▸ **Work to complete**
Can you give the rows below as a numbered list, leaving out blank lines and the pictures?

# # # #

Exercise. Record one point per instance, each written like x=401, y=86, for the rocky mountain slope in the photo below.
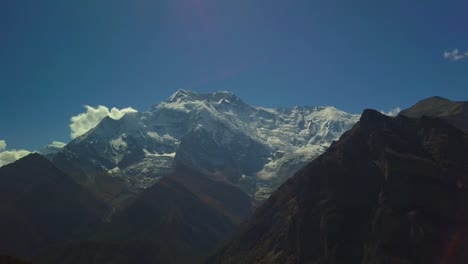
x=391, y=190
x=40, y=206
x=256, y=148
x=454, y=112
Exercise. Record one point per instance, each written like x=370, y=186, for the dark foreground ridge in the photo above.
x=41, y=206
x=391, y=190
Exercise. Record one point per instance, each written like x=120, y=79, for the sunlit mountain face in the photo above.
x=208, y=131
x=391, y=190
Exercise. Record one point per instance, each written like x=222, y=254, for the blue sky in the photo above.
x=57, y=56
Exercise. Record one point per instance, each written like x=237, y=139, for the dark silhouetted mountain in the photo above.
x=6, y=259
x=455, y=112
x=260, y=147
x=391, y=190
x=180, y=219
x=41, y=206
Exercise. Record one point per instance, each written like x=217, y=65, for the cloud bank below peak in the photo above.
x=83, y=122
x=392, y=112
x=9, y=156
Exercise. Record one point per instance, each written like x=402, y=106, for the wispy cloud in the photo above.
x=392, y=112
x=9, y=156
x=455, y=55
x=83, y=122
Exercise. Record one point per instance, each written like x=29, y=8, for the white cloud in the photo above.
x=455, y=55
x=392, y=112
x=83, y=122
x=9, y=156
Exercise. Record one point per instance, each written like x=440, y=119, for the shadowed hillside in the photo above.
x=391, y=190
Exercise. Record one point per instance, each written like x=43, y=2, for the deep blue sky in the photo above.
x=57, y=56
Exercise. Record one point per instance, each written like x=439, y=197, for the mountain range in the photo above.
x=255, y=148
x=391, y=190
x=199, y=172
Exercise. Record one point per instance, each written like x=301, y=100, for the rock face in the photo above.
x=391, y=190
x=455, y=112
x=40, y=206
x=180, y=219
x=214, y=132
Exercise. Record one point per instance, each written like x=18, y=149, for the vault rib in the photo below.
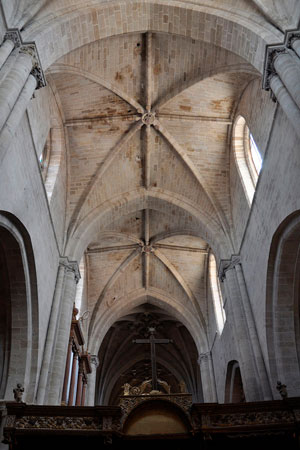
x=184, y=157
x=210, y=73
x=182, y=283
x=66, y=68
x=148, y=71
x=120, y=270
x=112, y=154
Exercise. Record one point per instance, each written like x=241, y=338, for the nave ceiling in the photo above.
x=148, y=119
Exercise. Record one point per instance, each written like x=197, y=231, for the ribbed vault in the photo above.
x=123, y=362
x=147, y=123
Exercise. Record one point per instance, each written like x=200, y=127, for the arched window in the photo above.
x=247, y=157
x=234, y=391
x=45, y=157
x=216, y=293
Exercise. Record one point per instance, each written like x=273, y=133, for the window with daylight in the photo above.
x=247, y=157
x=44, y=158
x=216, y=293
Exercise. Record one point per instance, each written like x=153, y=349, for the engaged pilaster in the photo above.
x=91, y=386
x=207, y=377
x=71, y=278
x=250, y=357
x=20, y=75
x=282, y=75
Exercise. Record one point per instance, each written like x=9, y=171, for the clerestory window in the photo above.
x=216, y=293
x=247, y=157
x=44, y=158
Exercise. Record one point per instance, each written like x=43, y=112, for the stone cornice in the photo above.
x=71, y=266
x=228, y=264
x=204, y=357
x=29, y=48
x=273, y=51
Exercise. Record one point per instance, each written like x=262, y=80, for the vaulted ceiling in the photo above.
x=148, y=119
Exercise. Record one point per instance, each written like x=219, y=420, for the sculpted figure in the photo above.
x=18, y=393
x=182, y=387
x=281, y=388
x=126, y=388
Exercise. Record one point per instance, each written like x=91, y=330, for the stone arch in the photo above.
x=156, y=298
x=234, y=391
x=56, y=36
x=104, y=399
x=21, y=305
x=175, y=419
x=283, y=305
x=209, y=229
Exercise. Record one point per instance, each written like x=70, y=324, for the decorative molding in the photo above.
x=273, y=51
x=245, y=419
x=94, y=360
x=71, y=266
x=204, y=358
x=30, y=49
x=14, y=35
x=226, y=265
x=129, y=402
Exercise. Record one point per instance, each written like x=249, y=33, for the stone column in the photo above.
x=258, y=356
x=20, y=75
x=282, y=75
x=207, y=377
x=16, y=115
x=83, y=392
x=241, y=333
x=73, y=379
x=91, y=386
x=5, y=50
x=286, y=102
x=67, y=373
x=296, y=46
x=289, y=73
x=79, y=385
x=3, y=415
x=50, y=338
x=12, y=85
x=63, y=333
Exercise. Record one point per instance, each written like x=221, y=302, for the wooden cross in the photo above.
x=152, y=341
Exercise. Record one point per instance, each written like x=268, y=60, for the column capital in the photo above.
x=71, y=266
x=275, y=50
x=228, y=264
x=94, y=360
x=203, y=358
x=14, y=35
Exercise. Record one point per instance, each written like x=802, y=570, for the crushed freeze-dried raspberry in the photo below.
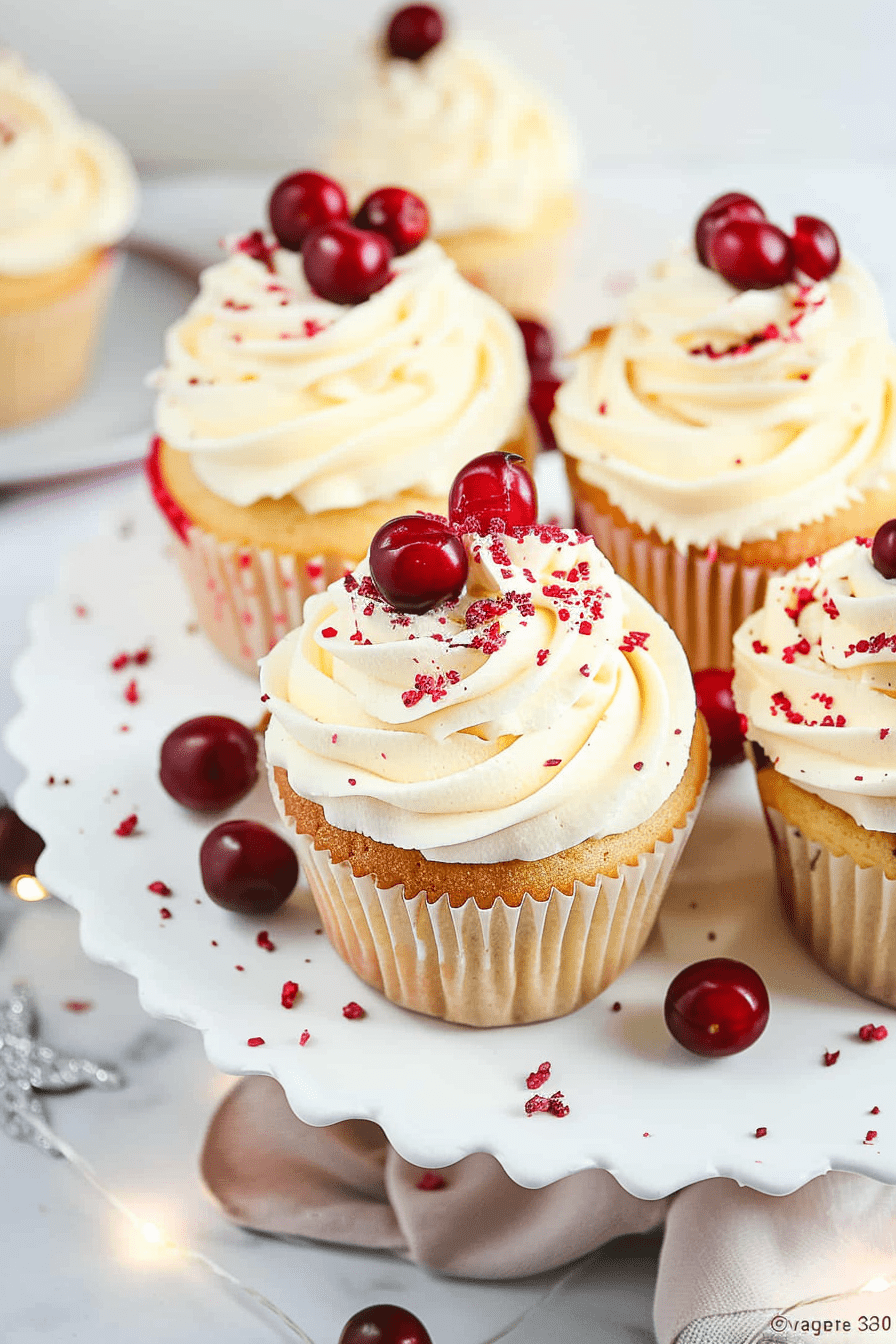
x=539, y=1077
x=431, y=1180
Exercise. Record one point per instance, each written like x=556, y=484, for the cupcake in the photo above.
x=69, y=194
x=816, y=679
x=489, y=153
x=488, y=747
x=309, y=395
x=739, y=418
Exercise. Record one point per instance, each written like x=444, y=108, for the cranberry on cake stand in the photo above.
x=116, y=664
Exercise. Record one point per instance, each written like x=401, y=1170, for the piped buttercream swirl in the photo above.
x=66, y=187
x=816, y=678
x=546, y=706
x=718, y=415
x=276, y=391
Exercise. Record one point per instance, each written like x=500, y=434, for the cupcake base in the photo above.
x=521, y=270
x=49, y=327
x=249, y=570
x=519, y=948
x=840, y=903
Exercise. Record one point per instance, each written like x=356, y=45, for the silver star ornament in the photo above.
x=30, y=1067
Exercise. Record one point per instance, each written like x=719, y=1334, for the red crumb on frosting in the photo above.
x=539, y=1077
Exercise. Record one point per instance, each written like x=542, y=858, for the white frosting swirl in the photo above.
x=274, y=391
x=548, y=704
x=723, y=417
x=66, y=187
x=816, y=676
x=484, y=148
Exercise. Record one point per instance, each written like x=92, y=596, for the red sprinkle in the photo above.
x=539, y=1077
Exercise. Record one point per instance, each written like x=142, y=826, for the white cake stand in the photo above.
x=640, y=1108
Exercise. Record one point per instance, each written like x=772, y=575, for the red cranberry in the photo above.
x=247, y=868
x=302, y=202
x=734, y=204
x=883, y=550
x=751, y=254
x=542, y=395
x=20, y=847
x=816, y=247
x=345, y=265
x=418, y=562
x=208, y=764
x=716, y=703
x=716, y=1007
x=384, y=1325
x=414, y=31
x=539, y=347
x=398, y=214
x=493, y=488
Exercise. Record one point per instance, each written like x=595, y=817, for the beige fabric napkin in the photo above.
x=731, y=1262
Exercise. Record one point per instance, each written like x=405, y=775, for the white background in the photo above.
x=231, y=82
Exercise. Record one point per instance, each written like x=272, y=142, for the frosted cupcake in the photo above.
x=495, y=160
x=488, y=747
x=738, y=418
x=67, y=194
x=309, y=395
x=816, y=678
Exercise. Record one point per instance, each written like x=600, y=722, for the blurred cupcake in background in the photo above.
x=816, y=679
x=328, y=376
x=67, y=195
x=495, y=160
x=740, y=417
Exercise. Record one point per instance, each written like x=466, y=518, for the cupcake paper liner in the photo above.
x=842, y=914
x=46, y=351
x=703, y=597
x=490, y=967
x=247, y=598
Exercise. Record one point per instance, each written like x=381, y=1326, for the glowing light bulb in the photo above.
x=28, y=889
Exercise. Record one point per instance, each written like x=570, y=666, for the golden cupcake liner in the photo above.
x=703, y=597
x=490, y=967
x=247, y=598
x=46, y=351
x=842, y=914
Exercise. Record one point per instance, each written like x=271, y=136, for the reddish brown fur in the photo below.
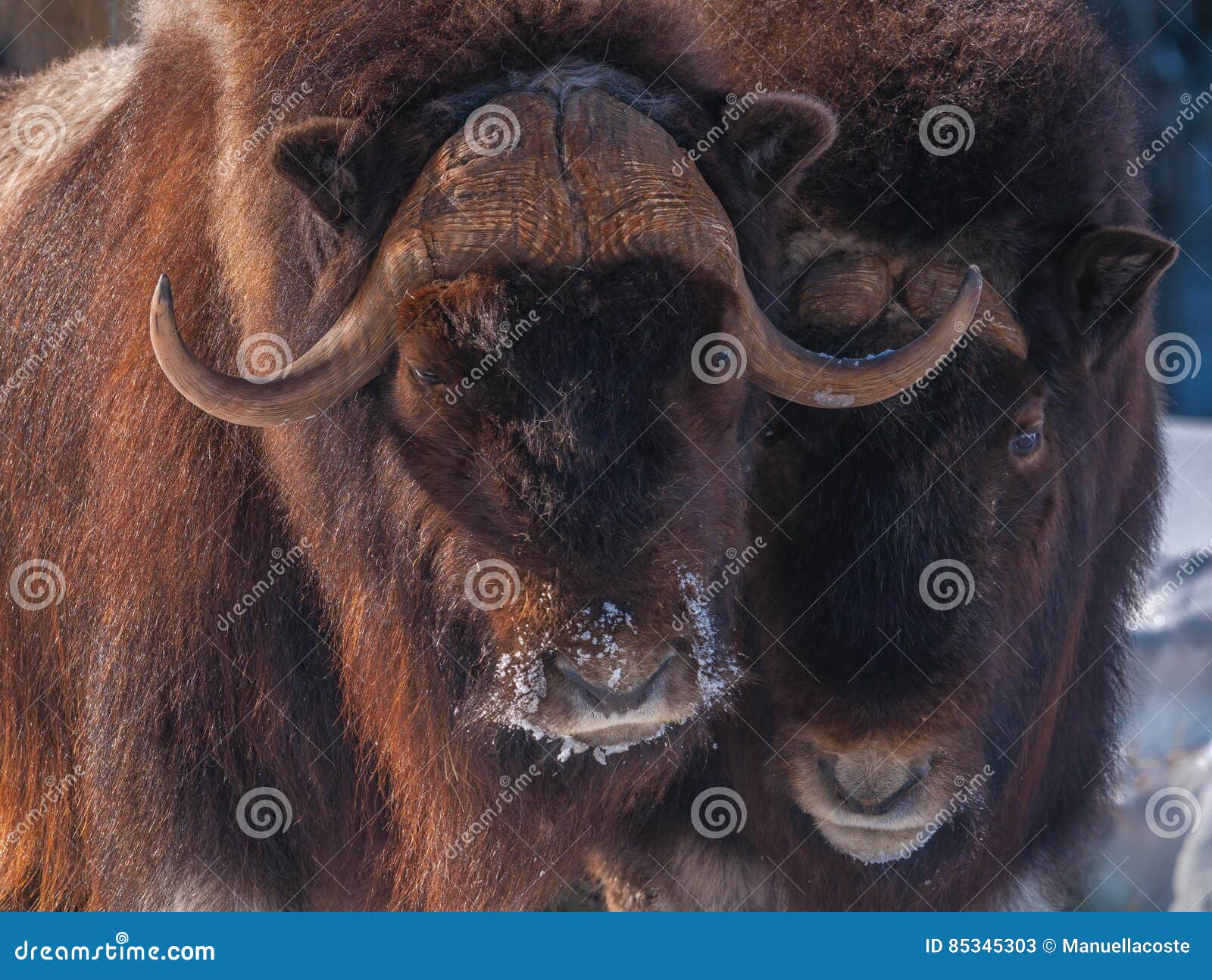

# # # #

▸ **Written solution**
1. Exercise. Record one point per instance, each written like x=401, y=86, for the rocky mountain slope in the photo below.
2. x=391, y=190
3. x=40, y=206
4. x=256, y=148
5. x=454, y=112
6. Exercise. Record one point per instance, each written like x=370, y=186, for the dark foreground ridge in the photo above.
7. x=41, y=206
8. x=391, y=190
9. Exercise. Record one point per instance, each written like x=120, y=79, for the sunlit mountain face in the photo above.
10. x=208, y=131
11. x=391, y=190
12. Exercise. Record one point per instance, each written like x=222, y=254, for the blue sky in the photo above.
13. x=57, y=56
14. Exercise. Record one point per instance, each written like x=237, y=139, for the dark silhouetted mountain in the photo above.
15. x=6, y=259
16. x=455, y=112
17. x=260, y=147
18. x=391, y=190
19. x=180, y=219
20. x=41, y=206
21. Exercise. Record one point per instance, each written like x=217, y=65, for the cloud bank below peak in the photo above.
22. x=83, y=122
23. x=392, y=112
24. x=9, y=156
25. Exercise. Record one point per instance, each written like x=402, y=106, for the wispy cloud in the photo above.
26. x=392, y=112
27. x=9, y=156
28. x=455, y=55
29. x=83, y=122
30. Exercise. Record one point per instance, each written like x=29, y=8, for the white cloud in the photo above.
31. x=455, y=55
32. x=392, y=112
33. x=83, y=122
34. x=9, y=156
35. Exercise. Record one point per instance, each written like x=440, y=119, for the shadowed hillside in the photo above.
36. x=391, y=190
37. Exercise. Record one point per instance, each written like x=43, y=2, for the deep blue sky in the photo above.
38. x=57, y=56
39. Exercise. Record one point per instance, each written like x=439, y=197, for the mountain range in the photo above.
40. x=255, y=148
41. x=391, y=190
42. x=199, y=172
43. Exercise. Record one point per instance, each written like x=301, y=100, for the rock face in the photo above.
44. x=391, y=190
45. x=455, y=112
46. x=40, y=206
47. x=180, y=219
48. x=214, y=132
49. Exercise. Record one point per instance, each written like x=18, y=149, for the vault rib in the photo below.
50. x=184, y=157
51. x=210, y=73
52. x=182, y=283
53. x=66, y=68
54. x=148, y=71
55. x=120, y=270
56. x=112, y=154
57. Exercise. Record one point per instance, each written like x=241, y=338, for the nave ceiling in the photo above.
58. x=148, y=119
59. Exercise. Record one point per instance, each written like x=197, y=231, for the ribbed vault in the photo above.
60. x=123, y=362
61. x=147, y=123
62. Exercise. Record one point per instance, each written like x=200, y=127, for the arched window in the photo above.
63. x=247, y=157
64. x=234, y=391
65. x=45, y=157
66. x=216, y=293
67. Exercise. Record one point per instance, each written like x=273, y=133, for the window with daylight in the photo above.
68. x=247, y=157
69. x=44, y=158
70. x=216, y=293
71. Exercise. Record one point per instance, each written like x=153, y=349, for the engaged pilaster in the photo above.
72. x=91, y=386
73. x=207, y=377
74. x=71, y=278
75. x=250, y=357
76. x=20, y=75
77. x=282, y=75
78. Exercise. Record one point per instance, each written like x=9, y=171, for the clerestory window in the photo above.
79. x=216, y=293
80. x=247, y=157
81. x=44, y=158
82. Exercise. Record one point per instance, each written like x=43, y=112, for the stone cornice in the photo above.
83. x=71, y=266
84. x=228, y=264
85. x=204, y=357
86. x=29, y=48
87. x=273, y=51
88. Exercise. Record one point per instance, each written like x=262, y=80, for the vaulted ceiling in the photo above.
89. x=148, y=119
90. Exercise. Record one point per instance, each written like x=219, y=420, for the sculpted figure in the photo above.
91. x=18, y=393
92. x=182, y=387
93. x=281, y=388
94. x=126, y=388
95. Exercise. Record one point per instance, each written like x=91, y=330, for the stone arch in the photo above.
96. x=156, y=298
97. x=234, y=391
98. x=56, y=36
99. x=104, y=399
100. x=21, y=305
101. x=175, y=419
102. x=283, y=305
103. x=209, y=229
104. Exercise. Record one point per instance, each written like x=70, y=324, for the decorative molding in the photo above.
105. x=273, y=51
106. x=245, y=419
107. x=94, y=360
108. x=71, y=266
109. x=204, y=358
110. x=30, y=49
111. x=14, y=35
112. x=226, y=265
113. x=129, y=402
114. Exercise. Record one point per instance, each written like x=249, y=33, for the stone column in the photo above.
115. x=258, y=356
116. x=20, y=75
117. x=282, y=75
118. x=207, y=377
119. x=16, y=115
120. x=83, y=392
121. x=241, y=333
122. x=73, y=379
123. x=91, y=386
124. x=5, y=50
125. x=286, y=102
126. x=67, y=373
127. x=296, y=46
128. x=289, y=73
129. x=79, y=385
130. x=3, y=415
131. x=50, y=338
132. x=12, y=85
133. x=63, y=333
134. Exercise. Record one point per instance, each written like x=221, y=302, for the wooden cross in the photo above.
135. x=152, y=341
136. Exercise. Record one point per instance, each written like x=268, y=60, for the column capital in the photo above.
137. x=71, y=266
138. x=275, y=50
139. x=228, y=264
140. x=94, y=360
141. x=203, y=358
142. x=14, y=35
143. Exercise. Record one point per instance, each written like x=802, y=570, for the crushed freeze-dried raspberry in the photo below.
144. x=539, y=1077
145. x=431, y=1180
146. Exercise. Record one point per instance, each written like x=556, y=484, for the cupcake in the photo above.
147. x=69, y=194
148. x=816, y=679
149. x=489, y=153
150. x=488, y=747
151. x=309, y=395
152. x=739, y=418
153. Exercise. Record one point per instance, each written like x=444, y=108, for the cranberry on cake stand in the photo above.
154. x=116, y=664
155. Exercise. Record one point per instance, each written like x=401, y=1170, for the piped buttercream swirl in the photo above.
156. x=66, y=187
157. x=816, y=678
158. x=546, y=706
159. x=718, y=415
160. x=276, y=391
161. Exercise. Record one point per instance, each written like x=500, y=434, for the cupcake base in the photo above.
162. x=521, y=270
163. x=49, y=327
164. x=249, y=570
165. x=519, y=948
166. x=840, y=903
167. Exercise. Record one point per instance, each written like x=356, y=45, for the silver star ornament in the photo above.
168. x=30, y=1067
169. Exercise. Record one point per instance, each written like x=719, y=1334, for the red crumb on frosting in the photo above.
170. x=539, y=1077
171. Exercise. Record one point per instance, each written like x=542, y=858, for the white frosting swirl in the photo above.
172. x=274, y=391
173. x=548, y=704
174. x=723, y=417
175. x=66, y=187
176. x=816, y=676
177. x=484, y=148
178. Exercise. Record one point per instance, each written like x=92, y=596, for the red sprinkle in the photo above.
179. x=539, y=1077
180. Exercise. Record one point per instance, each written like x=142, y=826, for the white cake stand in the photo above.
181. x=640, y=1108
182. Exercise. Record one point per instance, each written like x=772, y=575, for the red cranberry in the photo above.
183. x=247, y=868
184. x=302, y=202
185. x=734, y=204
186. x=883, y=550
187. x=751, y=254
188. x=542, y=395
189. x=20, y=847
190. x=816, y=247
191. x=345, y=265
192. x=418, y=562
193. x=208, y=764
194. x=716, y=703
195. x=716, y=1007
196. x=384, y=1325
197. x=414, y=31
198. x=539, y=347
199. x=398, y=214
200. x=493, y=488
201. Exercise. Record one point per instance, each written like x=595, y=817, for the beige fabric napkin in the photo above.
202. x=731, y=1262
203. Exercise. Record one point per instance, each written like x=405, y=775, for the white background in the photo above.
204. x=231, y=82
205. Exercise. Record one point per instance, each written like x=272, y=142, for the frosted cupcake in the photo above.
206. x=495, y=160
207. x=488, y=747
208. x=738, y=418
209. x=67, y=194
210. x=309, y=395
211. x=816, y=678
212. Exercise. Record one point per instance, each written like x=600, y=722, for the blurred cupcake in background in the photo above.
213. x=816, y=679
214. x=328, y=376
215. x=67, y=195
216. x=495, y=160
217. x=740, y=417
218. Exercise. Record one point per instance, each written like x=466, y=518, for the cupcake paper liner in the photo above.
219. x=842, y=914
220. x=46, y=351
221. x=703, y=597
222. x=490, y=967
223. x=247, y=598
224. Exercise. Record one point per instance, each written like x=381, y=1326, for the glowing light bulb in the photo above.
225. x=28, y=889
226. Exercise. Record one point per instance, each written like x=570, y=666, for the golden cupcake liner in the photo above.
227. x=703, y=597
228. x=490, y=967
229. x=247, y=598
230. x=46, y=351
231. x=842, y=914
232. Exercise. Record one point per instance, each written like x=271, y=136, for the reddish brown fur in the photo below.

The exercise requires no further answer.